Written request: A verbatim copy of the records is required, with all pictures left out.

Data shown:
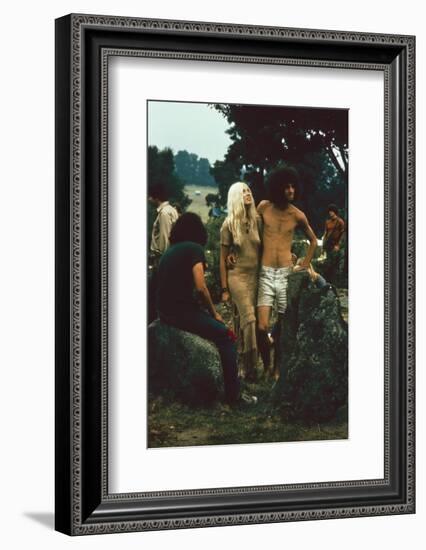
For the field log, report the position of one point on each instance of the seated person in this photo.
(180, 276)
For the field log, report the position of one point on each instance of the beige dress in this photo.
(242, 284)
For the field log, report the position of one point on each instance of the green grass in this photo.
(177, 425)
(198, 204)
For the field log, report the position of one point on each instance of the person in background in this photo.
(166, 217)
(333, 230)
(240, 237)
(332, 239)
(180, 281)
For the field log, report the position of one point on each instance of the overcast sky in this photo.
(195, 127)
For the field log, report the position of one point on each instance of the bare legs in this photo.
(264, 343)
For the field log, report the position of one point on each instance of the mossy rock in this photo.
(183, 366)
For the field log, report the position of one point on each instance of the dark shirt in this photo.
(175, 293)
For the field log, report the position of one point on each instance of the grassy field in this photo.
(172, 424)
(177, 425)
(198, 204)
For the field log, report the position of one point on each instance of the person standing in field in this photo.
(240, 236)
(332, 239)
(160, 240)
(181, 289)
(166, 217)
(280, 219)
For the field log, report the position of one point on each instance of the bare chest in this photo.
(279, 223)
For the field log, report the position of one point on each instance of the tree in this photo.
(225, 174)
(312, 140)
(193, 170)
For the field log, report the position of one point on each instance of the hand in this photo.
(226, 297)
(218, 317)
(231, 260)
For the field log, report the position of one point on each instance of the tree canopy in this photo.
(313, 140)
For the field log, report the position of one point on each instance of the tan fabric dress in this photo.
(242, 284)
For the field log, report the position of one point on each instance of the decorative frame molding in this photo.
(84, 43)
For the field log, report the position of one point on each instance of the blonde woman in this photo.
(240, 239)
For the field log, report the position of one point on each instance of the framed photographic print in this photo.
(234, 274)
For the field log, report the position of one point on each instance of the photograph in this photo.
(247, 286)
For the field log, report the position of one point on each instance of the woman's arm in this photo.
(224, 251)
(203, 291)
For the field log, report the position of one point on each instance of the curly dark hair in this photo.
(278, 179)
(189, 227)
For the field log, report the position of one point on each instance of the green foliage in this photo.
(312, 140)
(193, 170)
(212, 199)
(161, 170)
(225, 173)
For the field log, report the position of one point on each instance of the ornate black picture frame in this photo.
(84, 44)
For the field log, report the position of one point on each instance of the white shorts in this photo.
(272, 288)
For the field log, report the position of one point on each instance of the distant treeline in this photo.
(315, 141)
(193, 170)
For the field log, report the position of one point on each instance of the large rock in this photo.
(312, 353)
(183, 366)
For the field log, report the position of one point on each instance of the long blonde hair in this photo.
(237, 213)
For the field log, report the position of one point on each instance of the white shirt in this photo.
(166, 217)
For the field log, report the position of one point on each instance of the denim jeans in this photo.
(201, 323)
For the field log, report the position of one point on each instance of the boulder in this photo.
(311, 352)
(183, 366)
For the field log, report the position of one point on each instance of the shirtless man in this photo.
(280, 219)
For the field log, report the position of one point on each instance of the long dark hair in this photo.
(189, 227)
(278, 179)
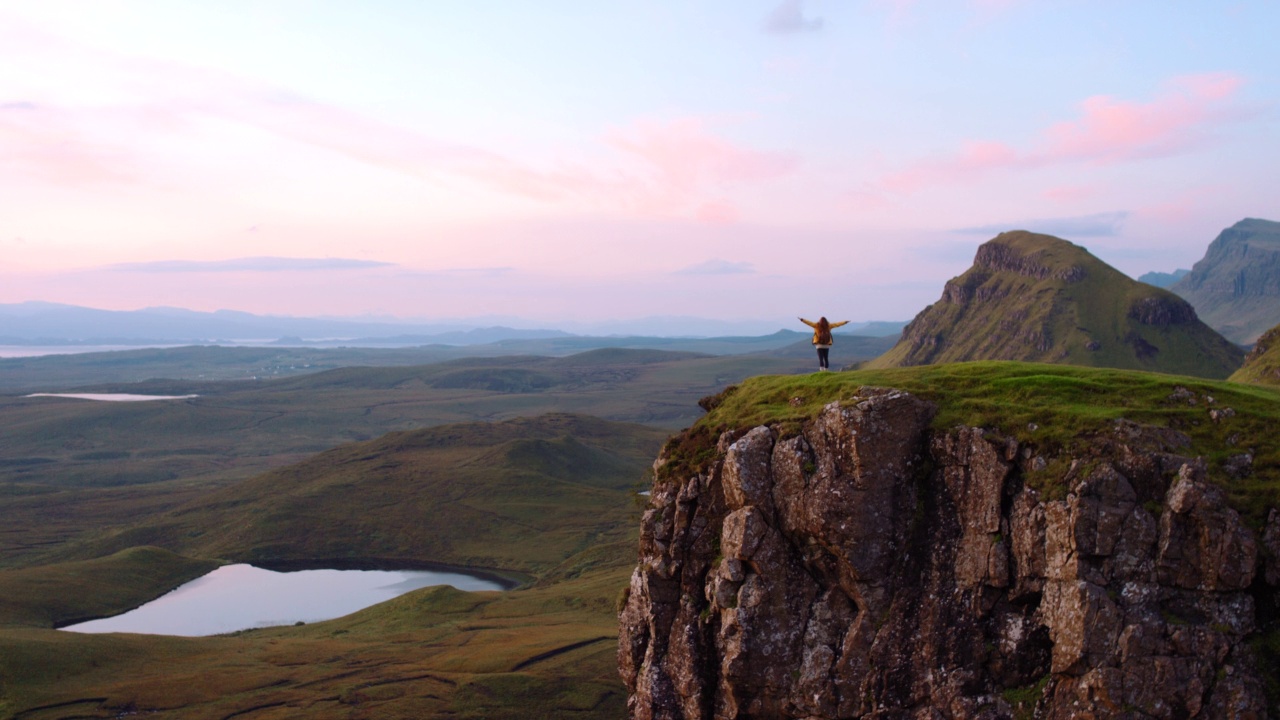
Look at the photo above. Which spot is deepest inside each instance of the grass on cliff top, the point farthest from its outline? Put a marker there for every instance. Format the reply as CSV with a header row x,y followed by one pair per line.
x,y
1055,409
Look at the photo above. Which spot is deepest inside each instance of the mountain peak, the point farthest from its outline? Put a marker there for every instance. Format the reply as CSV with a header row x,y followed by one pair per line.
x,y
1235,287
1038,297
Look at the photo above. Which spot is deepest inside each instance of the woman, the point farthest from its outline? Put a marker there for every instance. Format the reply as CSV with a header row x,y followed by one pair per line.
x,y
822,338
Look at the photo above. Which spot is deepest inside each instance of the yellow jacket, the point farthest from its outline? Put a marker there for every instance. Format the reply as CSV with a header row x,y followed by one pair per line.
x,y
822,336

Answer to this problem:
For the field log, report the position of one point on each instance of the seated person in this photo.
(180, 276)
For the field log, report the position of one point on each instance of the beige dress in this photo.
(242, 284)
For the field log, report the position of one point on each instance of the green grass in this photo.
(177, 425)
(198, 204)
For the field log, report the position of one point on each instance of the person in background in this photo.
(166, 217)
(333, 230)
(240, 237)
(332, 239)
(180, 281)
For the field log, report the position of one point on each instance of the overcast sky in this photo.
(195, 127)
For the field log, report the position of one point on each instance of the bare legs in this photo.
(264, 343)
For the field log, report the position of one point on each instance of the mossy rock in this photo.
(183, 366)
For the field log, report the position of one point on each instance of the dark shirt in this photo.
(175, 293)
For the field log, report the position of one point on each instance of the grassy field in this photo.
(172, 424)
(177, 425)
(198, 204)
For the field log, report the position of one point on each instance of the person standing in field in this photo.
(240, 236)
(332, 239)
(160, 240)
(181, 289)
(166, 217)
(280, 219)
For the field log, report the position of one point on each instance of the bare chest in this photo.
(279, 223)
For the field log, report the position of one point on each instance of the tree in this photo.
(225, 174)
(312, 140)
(193, 170)
For the field log, report the position of one point on each instance of the hand in this photo.
(226, 297)
(218, 317)
(231, 260)
For the field log, report the position of one point on each instance of the tree canopy in this photo.
(313, 140)
For the field log, report the position of one point on each instance of the tan fabric dress in this photo.
(242, 284)
For the field log, report the position of one point on each instance of the decorative frame molding in this photo.
(84, 43)
For the field log, report the position of one point on each instance of the blonde woman in this photo.
(240, 239)
For the field log, report the position of one point on each instance of the framed photographic print in this photo.
(234, 274)
For the field log, report the position of one point on each instance of the photograph in this photo.
(247, 286)
For the field log, report the position of one point on each instance of the woman's arm in this photo.
(224, 251)
(203, 291)
For the field log, report the position of one point on each instance of the curly dark hair in this photo.
(278, 179)
(189, 227)
For the field log, report the position of one point on each instance of the green foliage in this photo.
(312, 140)
(193, 170)
(212, 199)
(161, 170)
(225, 173)
For the field log, report the position of one point on each instance of the ornate black picture frame in this photo.
(84, 44)
For the field log, report the position of one point on each instance of the white shorts in this photo.
(272, 288)
For the field log, report the position of one point on each instance of the distant treeline in this photo.
(315, 141)
(193, 170)
For the field log, report the position of one point on each instance of the large rock in this photo.
(312, 353)
(183, 366)
For the field log, report the position of one point on each instance of the long blonde hair in this photo.
(237, 213)
For the field log, report the position of one point on each instance of the white shirt in this photo.
(166, 217)
For the field log, report the position of one point on each instance of the denim jeans in this photo.
(201, 323)
For the field log, report the position of one point on each instance of the boulder in this photo.
(311, 352)
(183, 366)
For the field log, report the position of one point on each instance of the shirtless man in this photo.
(280, 219)
For the field log, report the position of one point on each instance of the long dark hair in this photo.
(189, 227)
(278, 179)
Look at the photo above. Which spot is deepest inside each instance of the grass on cliff top, the point farthest from its outline? Put a marker there for every instance. Format the reply as CSV with a header row x,y followed by one pair per line.
x,y
1055,409
Look at the photo above. Which spot is deepest inside each instance of the mountain peak, the point farthest from its outline? Put a marker there for every instance. Format the reply as CSV with a header row x,y followed by one pair per line.
x,y
1235,287
1038,297
Look at the photo above. Which spot is deepest inside each instance of the woman, the point farthest from its outline? Put a marker there for every instance. Format the reply as CSV with a header row x,y followed by one pair per line.
x,y
822,338
Look at the photo above. Which spot is deepest inside each instance of the yellow jacket, the point farthest from its outline? Put a marker there for every instance. Format the reply as CSV with a header row x,y followed by one pair per line.
x,y
822,336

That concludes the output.